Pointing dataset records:
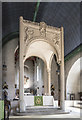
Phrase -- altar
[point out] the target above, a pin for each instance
(46, 100)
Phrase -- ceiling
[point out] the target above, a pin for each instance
(54, 14)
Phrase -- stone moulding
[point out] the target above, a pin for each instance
(49, 34)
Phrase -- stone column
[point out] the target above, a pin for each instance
(45, 80)
(21, 68)
(62, 84)
(49, 82)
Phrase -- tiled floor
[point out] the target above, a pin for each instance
(75, 113)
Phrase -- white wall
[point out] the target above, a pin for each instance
(9, 75)
(73, 80)
(54, 78)
(29, 73)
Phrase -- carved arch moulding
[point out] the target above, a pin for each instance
(32, 31)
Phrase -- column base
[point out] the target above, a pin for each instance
(22, 106)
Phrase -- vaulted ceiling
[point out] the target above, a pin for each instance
(54, 14)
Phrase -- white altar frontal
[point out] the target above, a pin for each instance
(47, 101)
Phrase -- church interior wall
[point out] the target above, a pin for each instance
(8, 58)
(9, 75)
(54, 78)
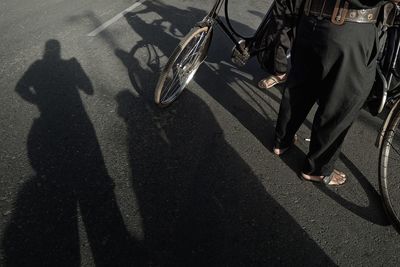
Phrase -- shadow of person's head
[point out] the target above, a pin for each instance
(52, 50)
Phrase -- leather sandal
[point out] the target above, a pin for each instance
(336, 178)
(271, 81)
(280, 151)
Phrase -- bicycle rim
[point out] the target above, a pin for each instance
(182, 66)
(389, 171)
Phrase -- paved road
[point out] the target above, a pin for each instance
(92, 173)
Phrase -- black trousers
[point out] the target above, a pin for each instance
(335, 67)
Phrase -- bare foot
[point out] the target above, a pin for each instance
(336, 178)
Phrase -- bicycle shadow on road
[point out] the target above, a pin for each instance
(71, 182)
(200, 203)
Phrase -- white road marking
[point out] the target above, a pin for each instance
(114, 19)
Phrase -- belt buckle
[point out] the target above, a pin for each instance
(339, 13)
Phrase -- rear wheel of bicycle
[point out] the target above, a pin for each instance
(389, 170)
(182, 65)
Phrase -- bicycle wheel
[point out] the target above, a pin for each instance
(389, 170)
(182, 65)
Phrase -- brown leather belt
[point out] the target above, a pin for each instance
(339, 12)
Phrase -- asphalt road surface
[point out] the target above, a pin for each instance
(92, 173)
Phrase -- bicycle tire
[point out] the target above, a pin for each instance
(389, 170)
(182, 64)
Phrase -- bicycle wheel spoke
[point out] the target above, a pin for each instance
(182, 65)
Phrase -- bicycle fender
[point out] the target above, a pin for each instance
(382, 131)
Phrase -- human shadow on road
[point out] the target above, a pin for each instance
(200, 202)
(71, 182)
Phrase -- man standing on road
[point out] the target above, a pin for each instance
(334, 64)
(279, 41)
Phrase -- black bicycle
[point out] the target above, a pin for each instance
(192, 51)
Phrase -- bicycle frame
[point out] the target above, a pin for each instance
(213, 18)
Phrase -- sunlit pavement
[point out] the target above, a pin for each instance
(93, 173)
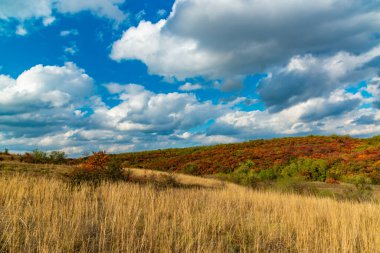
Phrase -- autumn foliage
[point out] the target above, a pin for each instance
(98, 161)
(316, 158)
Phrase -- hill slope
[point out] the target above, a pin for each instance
(314, 157)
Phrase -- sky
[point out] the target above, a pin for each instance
(123, 75)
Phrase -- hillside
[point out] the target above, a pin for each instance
(314, 157)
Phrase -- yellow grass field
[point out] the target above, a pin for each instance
(39, 214)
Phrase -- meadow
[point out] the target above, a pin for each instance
(45, 214)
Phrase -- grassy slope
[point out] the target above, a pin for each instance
(42, 214)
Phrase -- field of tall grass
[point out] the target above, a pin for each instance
(39, 214)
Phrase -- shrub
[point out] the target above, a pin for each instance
(331, 180)
(243, 175)
(267, 174)
(310, 169)
(39, 156)
(97, 168)
(57, 157)
(191, 169)
(296, 185)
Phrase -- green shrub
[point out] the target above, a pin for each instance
(296, 185)
(244, 175)
(57, 157)
(267, 174)
(310, 169)
(39, 156)
(97, 168)
(191, 169)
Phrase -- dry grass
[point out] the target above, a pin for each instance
(44, 215)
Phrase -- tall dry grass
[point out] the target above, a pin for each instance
(44, 215)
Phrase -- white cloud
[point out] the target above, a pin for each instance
(219, 39)
(333, 114)
(44, 10)
(20, 30)
(102, 8)
(44, 86)
(161, 51)
(161, 13)
(143, 110)
(305, 77)
(190, 87)
(66, 33)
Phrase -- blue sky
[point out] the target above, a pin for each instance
(121, 75)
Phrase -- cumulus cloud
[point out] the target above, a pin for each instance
(45, 10)
(373, 88)
(333, 114)
(43, 86)
(219, 39)
(102, 8)
(42, 100)
(190, 87)
(145, 111)
(307, 76)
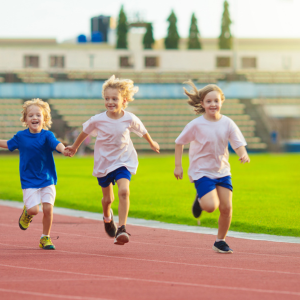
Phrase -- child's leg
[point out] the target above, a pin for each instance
(107, 200)
(225, 207)
(47, 218)
(123, 193)
(210, 201)
(33, 210)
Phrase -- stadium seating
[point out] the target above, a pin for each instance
(10, 114)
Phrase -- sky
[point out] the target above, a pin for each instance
(66, 19)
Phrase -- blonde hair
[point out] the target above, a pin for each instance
(45, 108)
(196, 97)
(124, 86)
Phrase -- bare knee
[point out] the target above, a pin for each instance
(47, 209)
(33, 210)
(108, 200)
(226, 210)
(209, 207)
(123, 193)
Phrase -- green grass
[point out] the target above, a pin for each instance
(265, 198)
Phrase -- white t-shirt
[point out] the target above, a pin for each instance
(208, 140)
(113, 146)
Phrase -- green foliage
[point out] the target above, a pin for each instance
(194, 42)
(265, 192)
(148, 39)
(172, 39)
(122, 30)
(225, 38)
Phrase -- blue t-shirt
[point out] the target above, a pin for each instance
(37, 168)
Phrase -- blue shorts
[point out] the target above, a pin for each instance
(205, 185)
(113, 176)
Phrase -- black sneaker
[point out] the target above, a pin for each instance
(196, 209)
(222, 247)
(122, 236)
(110, 228)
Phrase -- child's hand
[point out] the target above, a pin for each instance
(244, 158)
(155, 147)
(178, 172)
(70, 151)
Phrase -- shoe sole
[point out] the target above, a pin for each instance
(20, 223)
(196, 209)
(112, 235)
(221, 251)
(121, 239)
(49, 247)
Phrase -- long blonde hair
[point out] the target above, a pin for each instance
(45, 108)
(196, 97)
(124, 86)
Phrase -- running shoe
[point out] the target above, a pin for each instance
(196, 209)
(222, 247)
(110, 228)
(46, 243)
(122, 236)
(25, 219)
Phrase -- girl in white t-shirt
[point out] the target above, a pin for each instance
(209, 168)
(115, 158)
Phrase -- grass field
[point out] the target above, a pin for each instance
(265, 199)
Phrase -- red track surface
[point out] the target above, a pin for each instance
(155, 264)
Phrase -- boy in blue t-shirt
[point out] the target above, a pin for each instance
(37, 168)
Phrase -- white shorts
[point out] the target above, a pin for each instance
(33, 197)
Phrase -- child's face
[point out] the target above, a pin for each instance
(34, 119)
(113, 100)
(212, 103)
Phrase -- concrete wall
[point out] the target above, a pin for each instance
(93, 58)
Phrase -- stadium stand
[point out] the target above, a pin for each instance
(10, 114)
(293, 124)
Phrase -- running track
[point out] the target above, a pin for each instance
(155, 264)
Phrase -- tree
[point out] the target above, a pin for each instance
(225, 38)
(122, 30)
(194, 42)
(148, 39)
(172, 39)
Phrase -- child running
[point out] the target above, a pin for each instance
(115, 158)
(209, 168)
(37, 168)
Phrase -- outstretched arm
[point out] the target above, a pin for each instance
(178, 172)
(154, 145)
(3, 144)
(242, 153)
(60, 148)
(71, 150)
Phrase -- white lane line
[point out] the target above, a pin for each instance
(165, 282)
(168, 262)
(174, 246)
(43, 295)
(161, 225)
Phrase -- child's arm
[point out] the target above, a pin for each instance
(71, 150)
(3, 144)
(242, 153)
(60, 148)
(178, 172)
(154, 145)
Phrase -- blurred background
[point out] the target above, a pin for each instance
(62, 51)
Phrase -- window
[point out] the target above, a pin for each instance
(223, 62)
(31, 61)
(126, 62)
(248, 62)
(151, 62)
(57, 61)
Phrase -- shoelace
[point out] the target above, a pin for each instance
(28, 218)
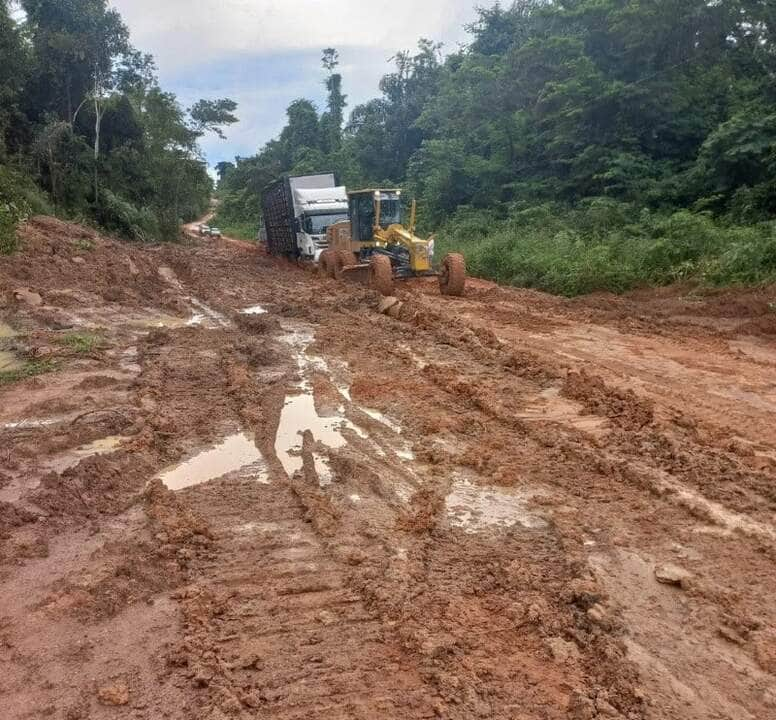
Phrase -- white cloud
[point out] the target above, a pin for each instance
(182, 32)
(266, 53)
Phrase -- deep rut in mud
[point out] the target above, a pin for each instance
(234, 490)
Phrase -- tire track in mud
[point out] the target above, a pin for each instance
(495, 558)
(272, 625)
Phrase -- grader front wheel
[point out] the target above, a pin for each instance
(326, 264)
(452, 275)
(381, 274)
(341, 260)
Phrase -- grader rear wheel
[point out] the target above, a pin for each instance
(452, 276)
(381, 274)
(326, 264)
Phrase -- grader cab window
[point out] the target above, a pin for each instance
(362, 212)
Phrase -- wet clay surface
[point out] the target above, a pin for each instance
(257, 496)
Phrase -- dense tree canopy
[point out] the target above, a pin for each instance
(83, 116)
(638, 106)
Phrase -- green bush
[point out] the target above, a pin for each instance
(611, 246)
(119, 216)
(19, 199)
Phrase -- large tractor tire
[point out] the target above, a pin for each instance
(381, 274)
(341, 260)
(326, 264)
(452, 276)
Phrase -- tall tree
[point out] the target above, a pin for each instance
(332, 120)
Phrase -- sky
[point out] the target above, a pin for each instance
(266, 53)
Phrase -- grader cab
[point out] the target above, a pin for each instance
(374, 246)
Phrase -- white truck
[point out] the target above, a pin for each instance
(297, 212)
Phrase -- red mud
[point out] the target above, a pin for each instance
(487, 489)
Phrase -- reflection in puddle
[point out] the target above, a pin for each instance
(473, 508)
(206, 316)
(299, 414)
(255, 310)
(238, 452)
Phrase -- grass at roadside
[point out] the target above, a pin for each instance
(606, 245)
(29, 369)
(81, 343)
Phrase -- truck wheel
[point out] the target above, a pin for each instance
(381, 274)
(325, 268)
(452, 277)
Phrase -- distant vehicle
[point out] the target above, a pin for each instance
(299, 210)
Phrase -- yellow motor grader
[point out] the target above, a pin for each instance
(375, 245)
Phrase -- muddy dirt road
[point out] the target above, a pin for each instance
(231, 490)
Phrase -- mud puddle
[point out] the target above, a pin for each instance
(234, 453)
(71, 458)
(254, 310)
(300, 414)
(474, 508)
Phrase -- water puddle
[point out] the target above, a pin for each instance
(238, 452)
(473, 508)
(128, 361)
(30, 424)
(299, 413)
(205, 315)
(254, 310)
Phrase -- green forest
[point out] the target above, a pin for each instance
(87, 133)
(574, 145)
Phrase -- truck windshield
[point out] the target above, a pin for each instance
(318, 224)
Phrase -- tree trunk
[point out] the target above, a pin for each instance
(97, 124)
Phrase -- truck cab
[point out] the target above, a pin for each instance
(316, 209)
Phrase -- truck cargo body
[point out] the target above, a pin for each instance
(297, 210)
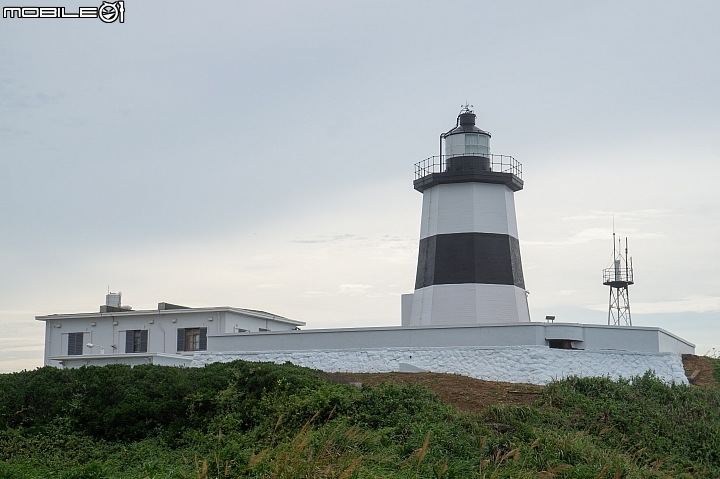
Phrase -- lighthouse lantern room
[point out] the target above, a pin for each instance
(469, 269)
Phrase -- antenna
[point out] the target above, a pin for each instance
(619, 278)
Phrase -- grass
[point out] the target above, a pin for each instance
(281, 421)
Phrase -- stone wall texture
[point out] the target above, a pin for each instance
(519, 364)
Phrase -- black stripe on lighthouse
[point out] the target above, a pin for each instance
(459, 258)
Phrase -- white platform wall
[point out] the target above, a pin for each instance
(521, 364)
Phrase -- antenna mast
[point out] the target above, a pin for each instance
(619, 278)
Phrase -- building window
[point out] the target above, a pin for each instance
(192, 339)
(136, 341)
(75, 344)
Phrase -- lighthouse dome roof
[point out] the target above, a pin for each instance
(466, 124)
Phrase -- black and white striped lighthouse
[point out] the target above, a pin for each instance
(469, 269)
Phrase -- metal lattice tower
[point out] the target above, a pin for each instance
(619, 276)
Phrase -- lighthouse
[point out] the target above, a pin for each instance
(469, 269)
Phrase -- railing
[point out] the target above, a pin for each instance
(495, 163)
(617, 275)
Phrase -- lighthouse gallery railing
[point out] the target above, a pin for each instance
(497, 163)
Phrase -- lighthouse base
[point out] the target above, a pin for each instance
(472, 303)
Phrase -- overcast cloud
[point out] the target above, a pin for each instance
(260, 155)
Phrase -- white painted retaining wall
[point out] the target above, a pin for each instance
(520, 364)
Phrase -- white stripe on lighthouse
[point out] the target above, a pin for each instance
(469, 304)
(468, 208)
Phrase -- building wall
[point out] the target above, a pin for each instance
(523, 364)
(108, 329)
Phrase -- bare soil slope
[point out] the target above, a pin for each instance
(475, 394)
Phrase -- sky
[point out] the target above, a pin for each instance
(260, 155)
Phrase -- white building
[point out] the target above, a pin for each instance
(169, 335)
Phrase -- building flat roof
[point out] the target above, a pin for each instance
(175, 312)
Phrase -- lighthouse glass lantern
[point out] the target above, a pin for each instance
(466, 139)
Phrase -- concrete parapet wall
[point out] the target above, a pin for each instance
(520, 364)
(583, 336)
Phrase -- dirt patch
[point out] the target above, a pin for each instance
(471, 394)
(701, 368)
(466, 393)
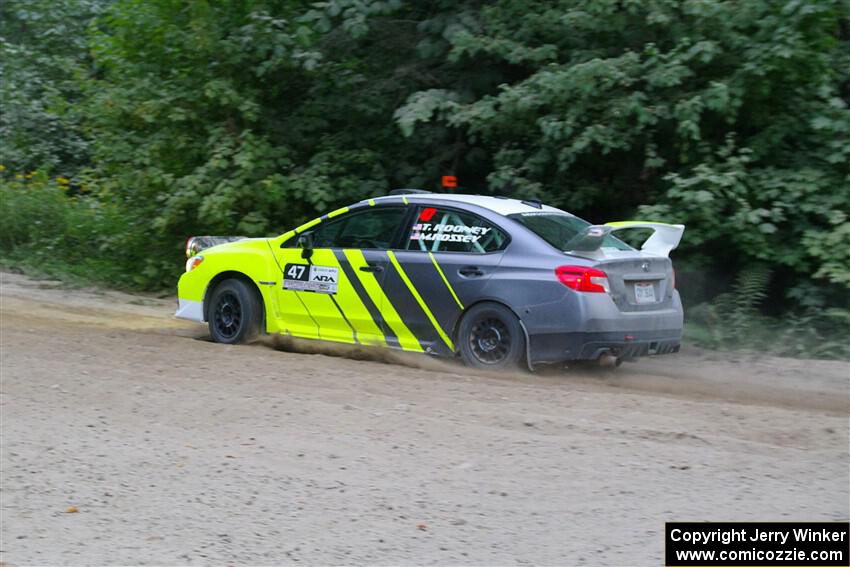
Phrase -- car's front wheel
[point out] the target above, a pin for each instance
(234, 314)
(490, 336)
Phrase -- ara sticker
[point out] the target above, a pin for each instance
(305, 277)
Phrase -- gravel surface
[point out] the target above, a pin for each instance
(129, 438)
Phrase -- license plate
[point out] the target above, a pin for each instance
(644, 292)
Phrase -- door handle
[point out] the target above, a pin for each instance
(471, 271)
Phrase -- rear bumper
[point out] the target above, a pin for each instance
(558, 347)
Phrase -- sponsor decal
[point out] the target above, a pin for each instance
(306, 277)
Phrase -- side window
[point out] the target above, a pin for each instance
(373, 228)
(446, 230)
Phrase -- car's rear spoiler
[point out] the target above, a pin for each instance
(664, 239)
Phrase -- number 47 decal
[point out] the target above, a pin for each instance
(296, 271)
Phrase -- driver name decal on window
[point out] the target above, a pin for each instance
(306, 277)
(448, 232)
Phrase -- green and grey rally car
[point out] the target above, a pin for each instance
(498, 282)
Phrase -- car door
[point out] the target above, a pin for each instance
(333, 291)
(442, 265)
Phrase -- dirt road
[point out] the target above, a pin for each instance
(174, 450)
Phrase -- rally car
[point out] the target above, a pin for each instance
(498, 282)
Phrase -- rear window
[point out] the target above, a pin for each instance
(558, 229)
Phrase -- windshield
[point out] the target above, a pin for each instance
(557, 229)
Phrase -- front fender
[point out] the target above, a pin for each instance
(251, 259)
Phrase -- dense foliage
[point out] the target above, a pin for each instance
(248, 117)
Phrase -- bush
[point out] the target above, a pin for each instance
(52, 228)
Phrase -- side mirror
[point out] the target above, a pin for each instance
(305, 242)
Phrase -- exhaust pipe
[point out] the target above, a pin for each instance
(608, 360)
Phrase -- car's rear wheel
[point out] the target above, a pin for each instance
(234, 315)
(490, 336)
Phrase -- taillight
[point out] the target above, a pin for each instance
(190, 247)
(582, 278)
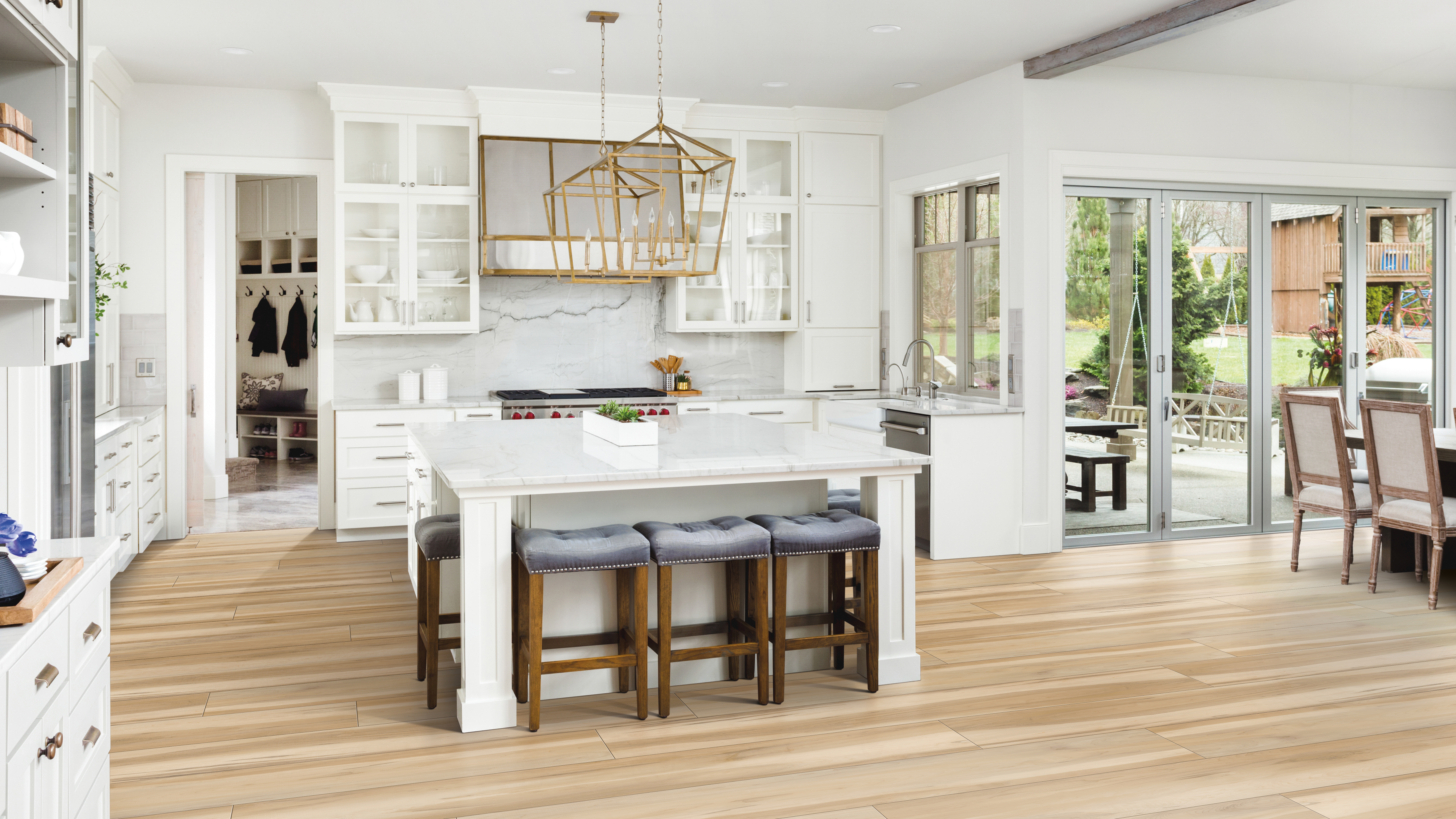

_Task description_. Report every line of the records above that contains the string "belt", matching case.

_Exercise solution_.
Phrase -- belt buckle
Phrase -- brown leather belt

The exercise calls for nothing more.